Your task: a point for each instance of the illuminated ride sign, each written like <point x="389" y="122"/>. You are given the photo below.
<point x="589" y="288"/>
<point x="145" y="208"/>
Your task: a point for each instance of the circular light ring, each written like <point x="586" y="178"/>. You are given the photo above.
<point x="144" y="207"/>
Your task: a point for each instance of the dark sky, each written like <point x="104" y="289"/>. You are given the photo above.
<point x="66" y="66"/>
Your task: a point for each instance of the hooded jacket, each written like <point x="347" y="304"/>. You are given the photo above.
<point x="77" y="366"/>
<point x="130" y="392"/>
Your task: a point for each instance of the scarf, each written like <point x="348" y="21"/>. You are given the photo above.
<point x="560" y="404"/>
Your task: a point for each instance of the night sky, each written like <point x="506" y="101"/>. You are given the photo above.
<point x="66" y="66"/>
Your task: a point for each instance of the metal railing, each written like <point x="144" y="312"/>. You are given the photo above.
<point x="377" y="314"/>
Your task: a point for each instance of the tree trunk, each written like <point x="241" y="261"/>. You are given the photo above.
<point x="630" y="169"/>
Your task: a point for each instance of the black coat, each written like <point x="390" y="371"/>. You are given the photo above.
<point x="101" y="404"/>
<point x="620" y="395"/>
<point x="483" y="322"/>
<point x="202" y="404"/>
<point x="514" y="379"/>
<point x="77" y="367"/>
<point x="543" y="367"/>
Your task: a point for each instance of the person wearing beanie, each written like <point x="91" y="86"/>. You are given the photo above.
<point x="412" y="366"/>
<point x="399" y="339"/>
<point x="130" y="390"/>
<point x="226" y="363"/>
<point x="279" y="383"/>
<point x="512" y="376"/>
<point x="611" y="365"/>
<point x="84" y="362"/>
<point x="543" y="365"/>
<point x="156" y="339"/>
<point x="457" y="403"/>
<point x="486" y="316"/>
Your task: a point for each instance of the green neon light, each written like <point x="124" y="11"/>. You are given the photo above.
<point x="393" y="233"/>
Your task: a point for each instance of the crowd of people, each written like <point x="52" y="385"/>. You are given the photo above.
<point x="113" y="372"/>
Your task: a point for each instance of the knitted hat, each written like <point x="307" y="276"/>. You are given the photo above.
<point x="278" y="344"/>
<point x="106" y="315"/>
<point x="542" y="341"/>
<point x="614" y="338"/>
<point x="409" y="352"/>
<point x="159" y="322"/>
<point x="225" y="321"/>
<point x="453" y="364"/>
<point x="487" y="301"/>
■ ■ ■ ■ ■
→ PROBLEM TO WORK ON
What goes in the answer is the run of lines from the one holding "Your task: a point for each instance of the crowd" to the end of the entries, reproduced exactly and with nothing else.

→ SOLUTION FOR THIS PROBLEM
Your task: a point for each instance of the crowd of people, each written like <point x="52" y="385"/>. You are given the photo above.
<point x="113" y="372"/>
Your task: a point for each instance of the knitted hat, each written like <point x="307" y="276"/>. You are given the photo above.
<point x="278" y="344"/>
<point x="106" y="315"/>
<point x="542" y="341"/>
<point x="614" y="338"/>
<point x="409" y="352"/>
<point x="159" y="322"/>
<point x="225" y="321"/>
<point x="453" y="364"/>
<point x="487" y="301"/>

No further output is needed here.